PROBLEMS TO SOLVE —
1. List every distinct year that appears in the blog entry about writing the change process research paper.
2. Carry on the blog entry about writing the change process research paper, starting right after its final sentence.

STUDY TEXT —
┏━━

Wednesday, March 31, 2010

Elliott (2010). Psychotherapy Change Process Research: Realizing the Promise

Entry for 31 March 2010:


When I received the Distinguished Research Career Award from the Society for Psychotherapy Research in June 2008, it came with a catch: I had to produce a paper for SPR’s journal, Psychotherapy Research. Paulo Machado asked me in Barcelona shortly after I got the award, giving me what felt at the time like a generous deadline: Aug 1, 2009. I spent months wondering what I should write about; I even sounded Paulo and Clara out about using my long-neglected Adjudicated HSCED paper (Elliott et al., 2009) for this purpose, but was gently reminded that it had to be single-authored.


Somewhere around February or March 2009 I finally realized that the only logical thing was for me to write about Change Process Research (CPR), a topic close to my heart and one that has spanned my research career. By a strange piece of synchronicity, Madison, Wisconsin, provided a 30-year time loop encircling my interest in CPR: At the front end of the time loop, my scientific interest in CPR dates back to a fateful conversation that I had with Les Greenberg in 1977, as we drove to O’Hare Airport after that year’s SPR meeting in Madison, Wisconsin. At the other end of the time loop, I had given a plenary paper on CPR at the 2007 SPR meeting, which was once again in Madison. The Madison 2007 paper became the starting point for my senior career award paper.


Because my writing schedule is generally restricted these days to 20 minutes each morning, work on the paper proceed slowly, as the pressure from Paulo increased to produce the paper, as it turned out, earlier than the original deadline. April and May passed, with the paper being repeatedly pushed aside for other pressing writing projects, including final work on the adjudicated HSCED paper. I had promised Paulo something by the end of June; however, I arrived in Santiago de Chile in late June with only a fraction of the paper drafted.

┗━━

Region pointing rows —

┏━━

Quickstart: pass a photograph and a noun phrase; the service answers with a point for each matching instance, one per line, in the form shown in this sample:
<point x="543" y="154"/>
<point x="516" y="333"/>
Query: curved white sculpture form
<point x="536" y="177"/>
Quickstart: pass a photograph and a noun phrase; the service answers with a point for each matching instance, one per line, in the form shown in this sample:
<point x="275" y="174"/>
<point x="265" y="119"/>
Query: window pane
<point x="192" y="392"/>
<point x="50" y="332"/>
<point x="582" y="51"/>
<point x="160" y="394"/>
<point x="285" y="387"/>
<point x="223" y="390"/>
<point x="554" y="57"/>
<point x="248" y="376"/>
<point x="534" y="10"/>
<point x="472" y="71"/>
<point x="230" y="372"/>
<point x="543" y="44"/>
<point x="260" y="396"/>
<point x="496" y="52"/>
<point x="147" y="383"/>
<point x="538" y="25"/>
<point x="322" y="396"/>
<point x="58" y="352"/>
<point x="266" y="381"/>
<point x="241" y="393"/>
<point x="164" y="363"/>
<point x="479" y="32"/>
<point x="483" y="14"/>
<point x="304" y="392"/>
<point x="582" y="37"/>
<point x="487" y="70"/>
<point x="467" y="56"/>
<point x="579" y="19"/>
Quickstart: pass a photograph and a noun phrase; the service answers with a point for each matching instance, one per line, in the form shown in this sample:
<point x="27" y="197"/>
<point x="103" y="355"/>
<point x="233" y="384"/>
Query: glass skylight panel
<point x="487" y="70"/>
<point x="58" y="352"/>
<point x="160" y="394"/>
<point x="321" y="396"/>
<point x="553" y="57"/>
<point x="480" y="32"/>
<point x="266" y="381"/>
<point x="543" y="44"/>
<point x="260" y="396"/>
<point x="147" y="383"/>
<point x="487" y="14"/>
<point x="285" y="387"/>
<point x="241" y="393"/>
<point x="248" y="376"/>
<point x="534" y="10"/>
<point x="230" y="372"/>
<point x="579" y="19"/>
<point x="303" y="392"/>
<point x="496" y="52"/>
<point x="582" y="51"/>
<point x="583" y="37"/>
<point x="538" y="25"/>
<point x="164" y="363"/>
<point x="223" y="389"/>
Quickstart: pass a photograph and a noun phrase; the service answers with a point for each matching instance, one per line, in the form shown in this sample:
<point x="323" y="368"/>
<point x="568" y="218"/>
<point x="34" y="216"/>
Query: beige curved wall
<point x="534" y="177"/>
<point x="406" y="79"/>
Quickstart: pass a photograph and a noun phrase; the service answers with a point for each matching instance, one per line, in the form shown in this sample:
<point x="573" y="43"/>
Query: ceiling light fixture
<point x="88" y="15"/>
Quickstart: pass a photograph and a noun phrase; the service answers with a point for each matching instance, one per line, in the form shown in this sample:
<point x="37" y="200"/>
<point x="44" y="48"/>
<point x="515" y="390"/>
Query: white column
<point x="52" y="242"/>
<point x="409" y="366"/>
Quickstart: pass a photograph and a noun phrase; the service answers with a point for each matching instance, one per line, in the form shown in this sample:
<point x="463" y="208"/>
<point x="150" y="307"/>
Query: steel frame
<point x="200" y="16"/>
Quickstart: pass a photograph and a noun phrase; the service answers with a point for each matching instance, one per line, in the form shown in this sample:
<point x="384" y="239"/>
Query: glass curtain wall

┗━━

TASK-BY-TASK OUTPUTS —
1. 2010, 2008, 2009, 1977, 2007

2.
Then I came down with the H1N1 or Swine Flu, which was pretty awful in itself, but turned out to be gift from heaven as far as my senior career CPR paper was concerned. First, I was quarantined in my hotel room for a week, so I had plenty of time to lay in bed with minimal distractions. Second, the doctor had given a timely dose of Tamiflu, which reduced the flu symptoms enough so that I actually had enough energy to work on the paper. As a result, I wrote most of the paper during the week after the Santiago SPR meeting.


The paper turned out to be a tour de force, a survey of the major approaches to CPR, featuring lots of references and examples. It felt big, and was an odd contrast to my situation at the time, living in the enforced role of an invalid while putting together a grand survey of the key approaches at the core of the most central focus of the psychotherapy research field. Nevertheless, thanks to the H1N1 virus, Tamiflu, and especially to Diane’s patient help, the paper got written and was submitted on the 3rd of July.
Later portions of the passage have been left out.